Vozes do PS: - Muito bem!
O Sr. José Silva Marques (PSD): - Connosco acontece o mesmo!
O Sr. Fernando Cardoso Ferreira (PSD): - Só se for em privado!
O Orador: - Em privado pouca relevância tem, porque o que interessa são exactamente os aspectos ostensivos da democracia que contam e não os aspectos secretos da democracia - os vossos «segredos de Estado» não me interessam!
O Sr. Deputado José Pacheco Pereira fala na peça mais triste e mais resignada. Sr. Deputado, triste é! O Sr. Deputado tem toda a razão!... Inclusivamente, nunca o Sr. Deputado teve tanta razão!...
Risos do PS.
E a minha tristeza são os senhores que a provocam!... Resignação?! Só se for a vossa, inclusivamente já falei nela. Minha não será, pois se venho aqui fazer um protesto como é que estou resignado? Queria é que os senhores protestassem, mas não o fazem!...
O Sr. Deputado queria que eu fizesse ali um discurso ao Sr. Primeiro-Ministro a dizer assim: Sr. Primeiro--Ministro, V. Ex.1 não pode dizer o que diz; não pode atacar a Assembleia da República; não pode ser autoritário; não pode fazer eleitoralismo, não pode, na véspera das eleições, mostrar totalmente o seu discurso político?!...» Porque há aqui uma tese académica a fazer - inclusivamente, recomendo aos senhores professores universitários que, porventura, a sugiram aos seus alunos - e que é a de saber por que desvios psicológicos na véspera das eleições os políticos se tornam amáveis quando antes eram de má catadura; se tornam democratas quando antes eram autoritários; se tomam mexidos quando antes eram lentos. É que de repente aparecem coisas com que a gente fica espantada: a objecção de consciência ganha uma cotação inusitada, a regionalização ganha uma cotação inusitada, etc.
Aplausos do PS.
Vozes do CDS: - Muito bem!
O Orador:-Tudo na verdade se modifica!... Deve haver aqui um fenómeno psicológico que terá a ver com a demagogia, mas também é capaz de ter a ver com honestidade intelectual e com vergonha!...

● ● ● ● ● ● ●

* _Tarefa proposta a_: Pode reproduzir, sem alterar nada, as linhas da listagem desde a linha que contém "Where can you find the elephant back" até à linha que contém "pixel 130 274", incluindo ambas?

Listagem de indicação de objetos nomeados
● ● ● ● ● ● ●

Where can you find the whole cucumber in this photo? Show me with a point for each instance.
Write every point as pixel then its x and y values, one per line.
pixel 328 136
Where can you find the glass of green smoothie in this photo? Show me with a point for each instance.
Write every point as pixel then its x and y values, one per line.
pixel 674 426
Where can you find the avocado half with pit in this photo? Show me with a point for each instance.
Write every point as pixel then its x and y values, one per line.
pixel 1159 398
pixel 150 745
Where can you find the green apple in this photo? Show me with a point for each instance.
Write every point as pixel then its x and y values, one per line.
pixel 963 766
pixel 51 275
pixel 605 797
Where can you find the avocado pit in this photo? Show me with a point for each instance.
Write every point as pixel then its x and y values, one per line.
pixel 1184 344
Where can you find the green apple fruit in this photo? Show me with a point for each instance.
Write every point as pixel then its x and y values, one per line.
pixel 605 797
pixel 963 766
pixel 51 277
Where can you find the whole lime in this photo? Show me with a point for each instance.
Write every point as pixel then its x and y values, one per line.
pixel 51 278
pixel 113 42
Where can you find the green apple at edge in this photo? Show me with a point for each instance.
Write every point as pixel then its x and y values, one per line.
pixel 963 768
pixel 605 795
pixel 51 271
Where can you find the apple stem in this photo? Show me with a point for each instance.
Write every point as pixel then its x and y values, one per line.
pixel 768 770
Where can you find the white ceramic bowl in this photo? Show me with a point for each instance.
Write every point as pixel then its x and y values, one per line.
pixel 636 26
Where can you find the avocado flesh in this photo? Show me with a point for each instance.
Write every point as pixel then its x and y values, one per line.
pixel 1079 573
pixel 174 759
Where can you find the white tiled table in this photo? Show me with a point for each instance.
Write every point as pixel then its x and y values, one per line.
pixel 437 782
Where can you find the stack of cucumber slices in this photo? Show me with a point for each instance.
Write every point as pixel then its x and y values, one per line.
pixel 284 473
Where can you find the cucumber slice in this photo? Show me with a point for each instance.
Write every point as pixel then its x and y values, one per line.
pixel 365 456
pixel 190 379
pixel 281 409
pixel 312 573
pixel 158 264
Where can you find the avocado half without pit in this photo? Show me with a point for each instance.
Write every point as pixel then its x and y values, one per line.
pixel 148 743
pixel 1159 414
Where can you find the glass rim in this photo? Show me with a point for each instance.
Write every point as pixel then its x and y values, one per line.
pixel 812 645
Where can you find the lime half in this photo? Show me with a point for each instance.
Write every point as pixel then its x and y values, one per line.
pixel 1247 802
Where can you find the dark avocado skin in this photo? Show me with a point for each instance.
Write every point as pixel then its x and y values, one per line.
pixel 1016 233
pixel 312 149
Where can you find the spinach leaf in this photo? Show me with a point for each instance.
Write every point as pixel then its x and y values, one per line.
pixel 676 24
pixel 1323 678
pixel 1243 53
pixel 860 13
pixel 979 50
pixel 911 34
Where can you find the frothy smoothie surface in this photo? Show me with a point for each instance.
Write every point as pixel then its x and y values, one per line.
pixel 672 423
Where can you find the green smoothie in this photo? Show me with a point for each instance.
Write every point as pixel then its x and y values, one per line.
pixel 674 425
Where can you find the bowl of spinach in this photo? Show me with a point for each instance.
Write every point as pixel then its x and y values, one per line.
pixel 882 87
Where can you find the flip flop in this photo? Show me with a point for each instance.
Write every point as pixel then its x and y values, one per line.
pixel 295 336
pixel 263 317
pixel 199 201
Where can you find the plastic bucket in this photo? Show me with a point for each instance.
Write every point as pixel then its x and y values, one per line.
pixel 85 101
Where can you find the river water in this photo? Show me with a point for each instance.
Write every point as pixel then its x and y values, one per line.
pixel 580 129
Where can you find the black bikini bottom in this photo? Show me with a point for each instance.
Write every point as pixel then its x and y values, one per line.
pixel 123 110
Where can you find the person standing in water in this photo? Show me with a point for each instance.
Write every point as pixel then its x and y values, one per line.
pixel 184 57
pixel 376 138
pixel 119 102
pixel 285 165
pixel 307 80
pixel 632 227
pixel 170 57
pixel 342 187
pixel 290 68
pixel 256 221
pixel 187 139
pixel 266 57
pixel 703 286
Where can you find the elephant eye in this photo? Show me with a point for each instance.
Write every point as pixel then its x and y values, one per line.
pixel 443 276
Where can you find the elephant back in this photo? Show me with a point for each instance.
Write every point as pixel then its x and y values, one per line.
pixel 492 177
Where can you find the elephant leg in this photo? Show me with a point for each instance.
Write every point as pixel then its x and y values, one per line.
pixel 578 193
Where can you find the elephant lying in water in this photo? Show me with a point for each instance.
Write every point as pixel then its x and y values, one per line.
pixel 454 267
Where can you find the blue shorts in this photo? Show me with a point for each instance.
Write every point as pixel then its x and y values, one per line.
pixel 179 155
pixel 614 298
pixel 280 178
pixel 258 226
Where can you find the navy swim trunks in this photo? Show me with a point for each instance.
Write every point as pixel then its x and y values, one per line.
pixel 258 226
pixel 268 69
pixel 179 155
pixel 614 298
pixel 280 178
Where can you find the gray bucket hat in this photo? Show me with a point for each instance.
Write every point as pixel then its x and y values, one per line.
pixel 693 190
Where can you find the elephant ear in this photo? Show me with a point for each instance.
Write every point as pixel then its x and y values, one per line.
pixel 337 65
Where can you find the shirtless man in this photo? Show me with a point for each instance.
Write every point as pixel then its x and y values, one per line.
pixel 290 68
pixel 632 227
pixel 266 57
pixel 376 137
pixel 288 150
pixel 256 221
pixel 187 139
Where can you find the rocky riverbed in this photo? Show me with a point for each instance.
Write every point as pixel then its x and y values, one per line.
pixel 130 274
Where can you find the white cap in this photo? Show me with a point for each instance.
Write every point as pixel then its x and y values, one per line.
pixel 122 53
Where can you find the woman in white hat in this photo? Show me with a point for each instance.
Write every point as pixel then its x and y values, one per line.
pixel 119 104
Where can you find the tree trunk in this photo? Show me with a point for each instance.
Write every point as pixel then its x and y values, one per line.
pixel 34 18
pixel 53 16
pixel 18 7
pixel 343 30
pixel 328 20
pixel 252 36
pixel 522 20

● ● ● ● ● ● ●

* _Tarefa proposta b_: Consegue citar textualmente o trecho do texto que vai de "O Sr. Deputado José" até "Risos do PS.", inclusive?

* _Solução completa a_:
Where can you find the elephant back in this photo? Show me with a point for each instance.
Write every point as pixel then its x and y values, one per line.
pixel 492 177
Where can you find the elephant leg in this photo? Show me with a point for each instance.
Write every point as pixel then its x and y values, one per line.
pixel 578 193
Where can you find the elephant lying in water in this photo? Show me with a point for each instance.
Write every point as pixel then its x and y values, one per line.
pixel 454 267
Where can you find the blue shorts in this photo? Show me with a point for each instance.
Write every point as pixel then its x and y values, one per line.
pixel 179 155
pixel 614 298
pixel 280 178
pixel 258 226
Where can you find the navy swim trunks in this photo? Show me with a point for each instance.
Write every point as pixel then its x and y values, one per line.
pixel 258 226
pixel 268 69
pixel 179 155
pixel 614 298
pixel 280 178
Where can you find the gray bucket hat in this photo? Show me with a point for each instance.
Write every point as pixel then its x and y values, one per line.
pixel 693 190
Where can you find the elephant ear in this photo? Show me with a point for each instance.
Write every point as pixel then its x and y values, one per line.
pixel 337 65
Where can you find the shirtless man in this photo? Show me with a point for each instance.
Write every point as pixel then its x and y values, one per line.
pixel 290 68
pixel 632 227
pixel 266 57
pixel 376 137
pixel 288 150
pixel 256 221
pixel 187 139
Where can you find the rocky riverbed in this photo? Show me with a point for each instance.
Write every point as pixel then its x and y values, one per line.
pixel 130 274

* _Solução completa b_:
O Sr. Deputado José Pacheco Pereira fala na peça mais triste e mais resignada. Sr. Deputado, triste é! O Sr. Deputado tem toda a razão!... Inclusivamente, nunca o Sr. Deputado teve tanta razão!...
Risos do PS.